Health Secretary announces the governments response to the Francis Report on the failings of the NHS Mid-Staffordshire Trust, but the shadow secretary says it isn’t enough.
He shows the governments intention to introduce measures that ensure the patients needs are put first, but Labour thinks it falls short of what the Francis Report said was missing and problems will never be fixed whilst they are still understaffed.
Jeremy Hunt said that todays announcement was just the initial response, and is just the start of fundamental changes to the system. He wants to put quality of care at the heart of the NHS overhaul, instead of aiming for targets.
Chairs of key organisations involved in care have pledged to implement the changes to make the NHS the best and safest health and care system in the world.
The new measures announced included Ofsted-style ratings for hospitals and care homes, a statutory duty of candour for organisations which provide care and are registered with the Care Quality Commission (CQC) and a pilot programme where nurses work for up to a year as a healthcare assistant as a pre-requisite to receive funding for their degree.
There will be a new regulatory model under an independent chief inspector of hospitals who will introduce a ratings system for hospitals and individual departments and assess the hospital complaints procedures.
Mr Hunt said:
We cannot merely tinker around the edges – we need a radical overhaul with high quality care and compassion at its heart.

AVAILABLE DATA:

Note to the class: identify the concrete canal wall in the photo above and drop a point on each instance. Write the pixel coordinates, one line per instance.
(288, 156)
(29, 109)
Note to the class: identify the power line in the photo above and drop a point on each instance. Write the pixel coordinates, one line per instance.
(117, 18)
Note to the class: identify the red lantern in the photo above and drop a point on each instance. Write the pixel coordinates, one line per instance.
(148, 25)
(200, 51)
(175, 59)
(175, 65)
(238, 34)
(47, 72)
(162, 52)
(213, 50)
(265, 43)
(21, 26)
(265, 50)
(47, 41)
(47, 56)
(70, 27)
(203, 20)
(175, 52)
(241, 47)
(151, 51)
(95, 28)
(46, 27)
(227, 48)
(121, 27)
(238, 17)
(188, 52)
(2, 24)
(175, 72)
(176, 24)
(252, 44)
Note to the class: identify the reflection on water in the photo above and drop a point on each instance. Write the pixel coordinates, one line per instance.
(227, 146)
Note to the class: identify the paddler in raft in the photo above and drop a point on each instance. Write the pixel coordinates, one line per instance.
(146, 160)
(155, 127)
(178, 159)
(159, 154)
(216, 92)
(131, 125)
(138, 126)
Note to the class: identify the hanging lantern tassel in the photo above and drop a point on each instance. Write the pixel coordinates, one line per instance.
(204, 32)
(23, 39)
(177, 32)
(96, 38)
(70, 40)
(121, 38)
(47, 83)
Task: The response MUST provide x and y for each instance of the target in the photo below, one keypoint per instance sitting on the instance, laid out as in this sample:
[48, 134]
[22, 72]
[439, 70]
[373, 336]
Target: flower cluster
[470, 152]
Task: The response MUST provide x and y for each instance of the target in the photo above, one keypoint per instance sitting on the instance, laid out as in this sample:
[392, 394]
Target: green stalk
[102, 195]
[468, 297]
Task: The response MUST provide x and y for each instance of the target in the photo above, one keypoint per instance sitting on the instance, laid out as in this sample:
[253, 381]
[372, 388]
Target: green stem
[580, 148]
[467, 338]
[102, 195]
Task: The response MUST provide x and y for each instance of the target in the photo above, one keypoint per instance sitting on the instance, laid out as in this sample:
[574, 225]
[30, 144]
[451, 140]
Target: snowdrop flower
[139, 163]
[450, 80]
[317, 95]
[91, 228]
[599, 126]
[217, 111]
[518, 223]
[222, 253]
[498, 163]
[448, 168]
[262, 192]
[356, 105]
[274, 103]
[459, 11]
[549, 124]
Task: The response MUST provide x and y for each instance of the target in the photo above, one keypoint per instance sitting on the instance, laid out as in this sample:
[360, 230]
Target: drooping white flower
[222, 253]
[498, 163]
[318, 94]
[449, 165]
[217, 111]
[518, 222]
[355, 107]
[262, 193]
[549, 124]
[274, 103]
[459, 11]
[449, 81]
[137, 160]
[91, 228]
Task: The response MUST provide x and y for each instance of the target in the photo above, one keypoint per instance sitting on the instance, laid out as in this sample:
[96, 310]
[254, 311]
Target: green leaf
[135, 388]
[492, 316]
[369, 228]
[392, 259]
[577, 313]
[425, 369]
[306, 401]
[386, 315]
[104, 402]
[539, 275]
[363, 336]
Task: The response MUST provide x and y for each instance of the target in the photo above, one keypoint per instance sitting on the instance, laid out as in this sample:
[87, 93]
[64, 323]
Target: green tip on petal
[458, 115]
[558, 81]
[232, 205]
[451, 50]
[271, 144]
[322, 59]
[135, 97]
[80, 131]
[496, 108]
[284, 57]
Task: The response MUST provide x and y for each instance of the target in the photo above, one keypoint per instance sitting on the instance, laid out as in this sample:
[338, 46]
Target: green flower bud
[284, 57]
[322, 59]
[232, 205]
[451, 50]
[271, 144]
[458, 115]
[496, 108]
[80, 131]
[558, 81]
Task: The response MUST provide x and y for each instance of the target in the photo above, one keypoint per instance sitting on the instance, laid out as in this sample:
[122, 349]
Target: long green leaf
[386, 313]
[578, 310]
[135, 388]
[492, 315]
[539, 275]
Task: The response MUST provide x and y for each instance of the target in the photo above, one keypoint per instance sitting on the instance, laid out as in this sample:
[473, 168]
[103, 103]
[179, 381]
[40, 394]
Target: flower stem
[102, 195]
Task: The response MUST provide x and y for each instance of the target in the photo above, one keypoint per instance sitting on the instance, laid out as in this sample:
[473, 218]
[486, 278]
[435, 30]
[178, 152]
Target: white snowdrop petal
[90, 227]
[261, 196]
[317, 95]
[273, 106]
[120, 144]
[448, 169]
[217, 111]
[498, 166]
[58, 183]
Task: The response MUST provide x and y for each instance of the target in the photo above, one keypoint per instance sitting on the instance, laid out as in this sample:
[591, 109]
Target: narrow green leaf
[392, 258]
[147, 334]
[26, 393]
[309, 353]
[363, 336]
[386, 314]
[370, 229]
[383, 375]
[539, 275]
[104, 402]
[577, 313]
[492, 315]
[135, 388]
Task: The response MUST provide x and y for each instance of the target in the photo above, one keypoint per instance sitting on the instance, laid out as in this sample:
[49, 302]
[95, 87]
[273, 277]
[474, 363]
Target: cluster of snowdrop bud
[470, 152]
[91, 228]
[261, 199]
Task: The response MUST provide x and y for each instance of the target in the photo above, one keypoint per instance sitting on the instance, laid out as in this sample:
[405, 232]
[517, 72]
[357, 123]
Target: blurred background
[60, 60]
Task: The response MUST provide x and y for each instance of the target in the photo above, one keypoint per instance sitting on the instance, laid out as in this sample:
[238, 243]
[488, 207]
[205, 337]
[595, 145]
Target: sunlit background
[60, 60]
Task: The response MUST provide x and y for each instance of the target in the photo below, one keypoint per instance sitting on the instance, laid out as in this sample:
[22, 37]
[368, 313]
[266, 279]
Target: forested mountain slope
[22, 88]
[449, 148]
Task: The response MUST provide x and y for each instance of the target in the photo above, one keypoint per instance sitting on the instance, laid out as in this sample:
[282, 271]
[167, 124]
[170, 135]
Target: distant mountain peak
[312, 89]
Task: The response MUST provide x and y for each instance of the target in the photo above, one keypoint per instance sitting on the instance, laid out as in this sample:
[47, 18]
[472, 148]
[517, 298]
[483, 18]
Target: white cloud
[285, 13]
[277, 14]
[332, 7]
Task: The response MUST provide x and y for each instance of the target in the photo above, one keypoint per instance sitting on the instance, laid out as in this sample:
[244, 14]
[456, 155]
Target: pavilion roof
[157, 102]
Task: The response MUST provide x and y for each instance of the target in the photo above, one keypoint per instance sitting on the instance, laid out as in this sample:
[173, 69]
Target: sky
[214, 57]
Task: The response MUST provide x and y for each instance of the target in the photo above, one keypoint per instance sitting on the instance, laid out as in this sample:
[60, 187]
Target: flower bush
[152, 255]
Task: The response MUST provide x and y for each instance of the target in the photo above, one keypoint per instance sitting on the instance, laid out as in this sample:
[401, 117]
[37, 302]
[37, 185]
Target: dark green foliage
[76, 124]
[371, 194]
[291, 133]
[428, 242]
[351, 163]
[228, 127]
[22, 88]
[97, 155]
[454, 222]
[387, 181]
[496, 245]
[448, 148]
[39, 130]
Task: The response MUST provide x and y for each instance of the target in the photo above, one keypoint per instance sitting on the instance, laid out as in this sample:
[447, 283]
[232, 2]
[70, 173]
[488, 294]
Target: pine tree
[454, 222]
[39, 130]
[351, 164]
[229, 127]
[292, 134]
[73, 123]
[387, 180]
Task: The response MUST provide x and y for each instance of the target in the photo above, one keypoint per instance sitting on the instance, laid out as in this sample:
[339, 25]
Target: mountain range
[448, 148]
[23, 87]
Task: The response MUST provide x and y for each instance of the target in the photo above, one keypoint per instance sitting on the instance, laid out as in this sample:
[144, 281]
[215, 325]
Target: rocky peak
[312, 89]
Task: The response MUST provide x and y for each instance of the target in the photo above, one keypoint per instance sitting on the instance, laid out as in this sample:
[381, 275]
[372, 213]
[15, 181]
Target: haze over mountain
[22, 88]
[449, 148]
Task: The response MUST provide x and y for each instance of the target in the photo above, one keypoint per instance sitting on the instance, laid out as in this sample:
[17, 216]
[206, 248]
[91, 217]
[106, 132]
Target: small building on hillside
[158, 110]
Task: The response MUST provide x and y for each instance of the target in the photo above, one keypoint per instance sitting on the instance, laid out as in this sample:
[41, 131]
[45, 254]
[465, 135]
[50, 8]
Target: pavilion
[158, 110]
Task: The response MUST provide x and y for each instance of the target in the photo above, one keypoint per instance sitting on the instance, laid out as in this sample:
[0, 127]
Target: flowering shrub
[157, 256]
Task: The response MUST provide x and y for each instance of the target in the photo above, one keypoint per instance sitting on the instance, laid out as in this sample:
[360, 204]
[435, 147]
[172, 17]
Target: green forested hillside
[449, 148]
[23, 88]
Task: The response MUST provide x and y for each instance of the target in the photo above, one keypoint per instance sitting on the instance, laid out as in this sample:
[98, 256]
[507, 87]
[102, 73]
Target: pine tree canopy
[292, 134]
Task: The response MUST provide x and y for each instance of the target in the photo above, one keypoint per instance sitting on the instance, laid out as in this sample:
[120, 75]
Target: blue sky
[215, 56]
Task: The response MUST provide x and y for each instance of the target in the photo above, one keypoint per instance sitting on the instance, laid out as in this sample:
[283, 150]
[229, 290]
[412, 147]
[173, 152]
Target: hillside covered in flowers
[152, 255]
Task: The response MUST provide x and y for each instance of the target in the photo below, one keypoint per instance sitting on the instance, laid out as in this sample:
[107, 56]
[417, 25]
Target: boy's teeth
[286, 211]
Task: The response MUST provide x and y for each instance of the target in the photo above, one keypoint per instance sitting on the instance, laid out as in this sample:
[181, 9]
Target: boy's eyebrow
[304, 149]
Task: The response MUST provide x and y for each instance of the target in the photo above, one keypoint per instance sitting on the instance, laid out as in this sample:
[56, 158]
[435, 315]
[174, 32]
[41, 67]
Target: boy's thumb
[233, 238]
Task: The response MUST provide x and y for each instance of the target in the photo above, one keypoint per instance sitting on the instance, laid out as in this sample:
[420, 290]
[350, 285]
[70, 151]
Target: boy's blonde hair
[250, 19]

GOAL OF THE EXERCISE: Continue the news report on the government's response to the Francis Report, starting right after the Hunt quote that ends it.

YOUR RESPONSE:
I can pledge that every patient will be treated in a hospital judged on the quality of its care and the experience of its patients.
They will be cared for in a place with a culture of zero harm, by highly trained staff with the right values and skills. And if something should go wrong, then those mistakes will be admitted, the patient told about them and steps taken to rectify them with proper accountability.
Mike Farrar, chief executive of the NHS Confederation, said:
The response finds the right balance between external assurance measures and internal changes focused on transforming the NHS culture.
But culture change will not happen overnight. All of us, from the ward to Whitehall, will need to keep a relentless focus on the long term goal – creating an NHS that is safer, more compassionate and fully accountable to the people it serves.
Andy Burnham MP, Labour’s Shadow Health Secretary, said:
Whilst we welcome much of what the Health Secretary has said today, it falls short of the full response to the Francis Report that the Prime Minister promised last month.
Robert Francis made a very clear case for a new system of regulation of healthcare assistants to improve basic standards. Yet this didn’t feature in today’s response. Labour supports moves to rebalance nurse training to include more hands-on experience, but safe staffing is the glaring omission today.
We will never get the right culture on our wards if they are understaffed and over-stretched.